Exercise goal.
Copy the lines below word for word, starting at the line that contains "Identify the distant" and continuing through the last line.

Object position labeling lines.
------------------------------

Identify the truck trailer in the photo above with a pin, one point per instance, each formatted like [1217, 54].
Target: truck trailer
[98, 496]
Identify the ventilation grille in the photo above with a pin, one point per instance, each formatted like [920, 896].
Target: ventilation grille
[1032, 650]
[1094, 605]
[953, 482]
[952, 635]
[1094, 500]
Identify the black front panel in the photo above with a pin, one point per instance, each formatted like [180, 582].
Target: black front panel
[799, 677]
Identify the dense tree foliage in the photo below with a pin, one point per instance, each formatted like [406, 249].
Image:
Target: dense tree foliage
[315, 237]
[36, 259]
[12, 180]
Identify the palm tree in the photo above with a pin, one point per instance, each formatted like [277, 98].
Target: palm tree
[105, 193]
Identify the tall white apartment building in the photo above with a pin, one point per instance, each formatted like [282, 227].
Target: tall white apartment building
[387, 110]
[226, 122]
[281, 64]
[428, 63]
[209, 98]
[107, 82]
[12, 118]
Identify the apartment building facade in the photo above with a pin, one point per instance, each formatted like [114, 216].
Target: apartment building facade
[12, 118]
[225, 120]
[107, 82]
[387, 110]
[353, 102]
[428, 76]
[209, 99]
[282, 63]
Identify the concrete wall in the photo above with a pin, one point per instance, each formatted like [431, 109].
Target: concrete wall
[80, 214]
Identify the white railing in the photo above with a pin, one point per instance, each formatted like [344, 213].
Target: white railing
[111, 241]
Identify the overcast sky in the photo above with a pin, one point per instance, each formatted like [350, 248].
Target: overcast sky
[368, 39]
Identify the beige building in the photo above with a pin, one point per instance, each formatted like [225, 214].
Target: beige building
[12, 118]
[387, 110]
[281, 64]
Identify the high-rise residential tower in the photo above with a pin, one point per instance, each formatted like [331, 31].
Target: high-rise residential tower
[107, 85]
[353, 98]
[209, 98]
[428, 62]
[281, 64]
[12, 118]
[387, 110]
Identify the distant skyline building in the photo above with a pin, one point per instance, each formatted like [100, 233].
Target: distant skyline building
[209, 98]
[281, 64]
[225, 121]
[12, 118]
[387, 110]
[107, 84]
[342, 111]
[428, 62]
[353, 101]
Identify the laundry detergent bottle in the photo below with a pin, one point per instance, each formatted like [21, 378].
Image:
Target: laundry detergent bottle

------------------------------

Exercise solution.
Identify the distant skyline building in the photo above with a pin, one point per instance, each formatted like [100, 233].
Target: distant skyline building
[209, 98]
[281, 64]
[225, 121]
[12, 118]
[387, 110]
[107, 84]
[342, 111]
[428, 62]
[353, 101]
Identify the laundry detergent bottle in the photo below with a pin, one point per instance, each formatted like [21, 378].
Image:
Target: laundry detergent bottle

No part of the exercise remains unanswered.